→ GIVEN TEXT:
A couple of weeks ago, Hello Fresh sent me and the missus a French Onion Soup meal. It was okay. My biggest problem was that they tried to satisfy as many customers as possible and ended up with a less satisfying meal by substituting mushroom stock for the more traditional beef stock. And I said as much to the Lovely Bride. She was skeptical and didn't think it was bad at all.
So I decided to "fix" the recipe on my own. And this is one of the reasons I really like Hello Fresh. It may cost between a (inexpensive) restaurant meal and what you'd pay if you shopped for the groceries yourself, but you can keep the recipe card and shop for the groceries yourself in the future if you really like it. Or... in this case, want to make it better.
So I bought the following:
Two large sweet onions (they had used yellow onions, which are fine, but I prefer the really big, sweets)
Beef bullion cubes
a small (150g) block of Gruyere
a cheap loaf of french bread
And I already had oil, butter, vinegar, sugar, salt & pepper at home. What this recipe really requires is time. Like a half hour just for caramelizing the onions. So here's what you do.
Prep: thinly slice the onions (I used my mandolin), and heat up 4 cups of water and dissolve 4 cubes in the water. Or simply use 4 cups beef stock/broth if you prefer. Shred or thinly slice the gruyere and cut 6-8 rounds of bread at about 1/2" thick slices from the loaf.
1. In a big pot, over medium-high heat, heat a drizzle of oil and when it's up to temp, melt in about 2 T of butter. Add in the onions and about 1 tsp of salt. Cook for 10 minutes stirring occasionally. Add a splash of water if the onions start to burn.
2. Next, pour in a 1/4 cup of water (or white wine if you prefer) and scrape any bits off the bottom of the pot then cook the onions for 10 more minutes without stirring (this is important).
3. Pour in another 1/4 cup of water (or white wine), scrape the bits from the bottom, and look in wonder as your onions turn a nice brown color. Cook them for another 10 minutes, stirring occasionally and splashing in water if they start to burn. The onions should turn a very dark brown.
4. While that's cooking, top the rounds of bread with the cheese and toast them in the broiler until the cheese gets melty and the bread toasts on the edges.
4. Pour in 1-2 T of vinegar (sherry or white wine vinegar is what I've used, red wine vinegar or white vinegar would probably be fine too) and 2 T of sugar with the onions. Cook for 2-3 minutes until jammy.
5. Add in the 4 cups of beef bullion/stock/broth and cook 5-7 minutes, stirring occasionally, for the flavors to blend. If you want to doctor your soup up, now's the time to do it with fresh thyme, worcestershire sauce, soy sauce, fish sauce, or whatever strikes your fancy. I hit mine with a couple splashes of dark soy sauce for color and umami flavor. I'd probably have instead put in 1-2 T of worcestershire sauce if I had it.

→ DATA:
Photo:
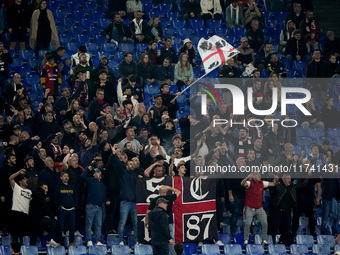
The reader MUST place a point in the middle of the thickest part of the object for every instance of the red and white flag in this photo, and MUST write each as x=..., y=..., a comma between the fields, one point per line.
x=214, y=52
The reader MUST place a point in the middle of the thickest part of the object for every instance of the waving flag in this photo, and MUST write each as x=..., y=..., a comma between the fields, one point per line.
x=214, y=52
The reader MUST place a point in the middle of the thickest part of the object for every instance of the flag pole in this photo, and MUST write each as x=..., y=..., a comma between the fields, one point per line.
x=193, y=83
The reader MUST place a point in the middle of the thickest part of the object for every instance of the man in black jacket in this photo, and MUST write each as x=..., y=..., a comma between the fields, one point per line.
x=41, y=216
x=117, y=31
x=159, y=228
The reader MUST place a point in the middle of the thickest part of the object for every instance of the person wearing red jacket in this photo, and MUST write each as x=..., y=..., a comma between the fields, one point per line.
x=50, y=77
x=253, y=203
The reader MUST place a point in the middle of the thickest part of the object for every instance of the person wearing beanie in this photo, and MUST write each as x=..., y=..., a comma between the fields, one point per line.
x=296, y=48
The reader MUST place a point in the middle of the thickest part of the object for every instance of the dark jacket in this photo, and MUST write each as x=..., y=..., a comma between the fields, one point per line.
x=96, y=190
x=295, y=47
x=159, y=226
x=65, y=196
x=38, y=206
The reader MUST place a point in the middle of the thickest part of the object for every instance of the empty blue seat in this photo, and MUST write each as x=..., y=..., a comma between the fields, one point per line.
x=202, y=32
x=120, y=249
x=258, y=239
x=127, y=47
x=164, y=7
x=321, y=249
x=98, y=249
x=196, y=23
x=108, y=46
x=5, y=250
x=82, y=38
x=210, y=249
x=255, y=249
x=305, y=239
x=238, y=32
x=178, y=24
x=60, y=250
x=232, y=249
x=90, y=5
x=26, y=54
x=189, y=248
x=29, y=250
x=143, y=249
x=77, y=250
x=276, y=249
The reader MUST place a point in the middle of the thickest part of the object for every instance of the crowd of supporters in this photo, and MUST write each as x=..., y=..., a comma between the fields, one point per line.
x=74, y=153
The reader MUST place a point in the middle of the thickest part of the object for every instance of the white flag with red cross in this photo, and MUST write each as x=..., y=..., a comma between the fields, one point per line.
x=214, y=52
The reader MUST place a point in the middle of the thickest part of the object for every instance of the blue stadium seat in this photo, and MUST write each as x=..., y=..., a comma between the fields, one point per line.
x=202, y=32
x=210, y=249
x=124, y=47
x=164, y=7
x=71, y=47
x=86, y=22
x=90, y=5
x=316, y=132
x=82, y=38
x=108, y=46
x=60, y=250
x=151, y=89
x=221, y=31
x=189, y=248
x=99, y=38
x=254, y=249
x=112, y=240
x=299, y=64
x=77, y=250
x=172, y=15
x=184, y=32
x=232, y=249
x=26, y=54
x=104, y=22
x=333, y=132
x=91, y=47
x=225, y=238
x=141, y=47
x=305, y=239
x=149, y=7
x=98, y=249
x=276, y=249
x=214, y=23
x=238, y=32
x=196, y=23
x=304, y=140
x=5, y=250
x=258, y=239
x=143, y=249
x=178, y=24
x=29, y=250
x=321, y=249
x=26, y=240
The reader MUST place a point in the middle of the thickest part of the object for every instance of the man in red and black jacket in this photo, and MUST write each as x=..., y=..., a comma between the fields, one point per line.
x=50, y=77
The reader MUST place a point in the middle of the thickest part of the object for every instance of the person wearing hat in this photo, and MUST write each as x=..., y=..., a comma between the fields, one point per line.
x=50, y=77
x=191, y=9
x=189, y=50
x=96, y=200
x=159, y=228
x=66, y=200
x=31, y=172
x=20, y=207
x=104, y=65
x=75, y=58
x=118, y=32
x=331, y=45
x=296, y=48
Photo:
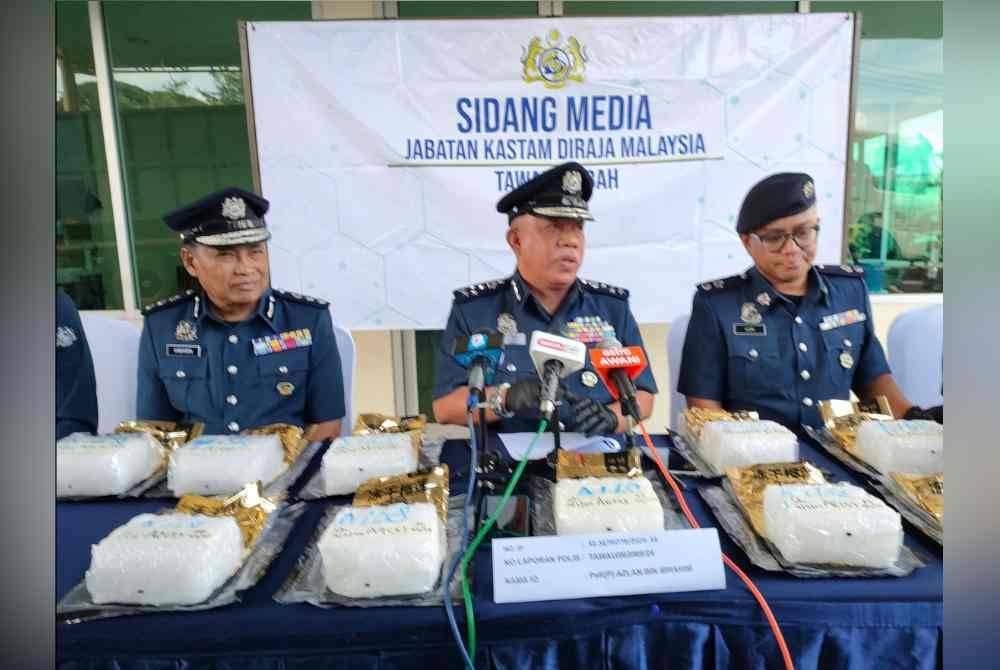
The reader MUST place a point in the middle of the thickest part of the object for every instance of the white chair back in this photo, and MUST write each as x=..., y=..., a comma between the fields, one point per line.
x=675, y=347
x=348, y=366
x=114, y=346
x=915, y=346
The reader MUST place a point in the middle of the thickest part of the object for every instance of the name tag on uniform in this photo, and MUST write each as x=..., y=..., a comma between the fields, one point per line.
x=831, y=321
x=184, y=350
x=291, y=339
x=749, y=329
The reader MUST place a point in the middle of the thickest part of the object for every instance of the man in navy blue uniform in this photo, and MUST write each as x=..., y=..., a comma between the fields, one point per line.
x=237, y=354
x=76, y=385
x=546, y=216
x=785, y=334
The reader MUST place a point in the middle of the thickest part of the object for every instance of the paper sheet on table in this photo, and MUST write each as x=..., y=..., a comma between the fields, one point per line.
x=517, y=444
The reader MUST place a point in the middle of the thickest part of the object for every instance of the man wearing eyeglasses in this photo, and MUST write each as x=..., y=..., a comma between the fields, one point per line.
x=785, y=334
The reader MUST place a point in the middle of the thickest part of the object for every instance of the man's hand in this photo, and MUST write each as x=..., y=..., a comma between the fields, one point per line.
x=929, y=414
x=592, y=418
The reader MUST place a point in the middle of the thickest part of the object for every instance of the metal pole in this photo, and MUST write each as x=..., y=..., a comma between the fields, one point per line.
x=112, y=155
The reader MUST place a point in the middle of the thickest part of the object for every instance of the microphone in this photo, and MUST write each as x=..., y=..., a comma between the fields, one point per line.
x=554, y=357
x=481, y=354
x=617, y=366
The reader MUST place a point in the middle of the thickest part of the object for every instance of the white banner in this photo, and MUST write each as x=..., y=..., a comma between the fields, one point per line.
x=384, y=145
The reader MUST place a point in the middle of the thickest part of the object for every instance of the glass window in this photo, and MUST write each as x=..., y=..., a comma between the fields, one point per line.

→ TASK DETAILS: Edit the French onion soup recipe between "4. While that's" and "minutes until jammy.", inclusive, changing "broiler" to "oven".

→ ANSWER BOX:
4. While that's cooking, top the rounds of bread with the cheese and toast them in the oven until the cheese gets melty and the bread toasts on the edges.
4. Pour in 1-2 T of vinegar (sherry or white wine vinegar is what I've used, red wine vinegar or white vinegar would probably be fine too) and 2 T of sugar with the onions. Cook for 2-3 minutes until jammy.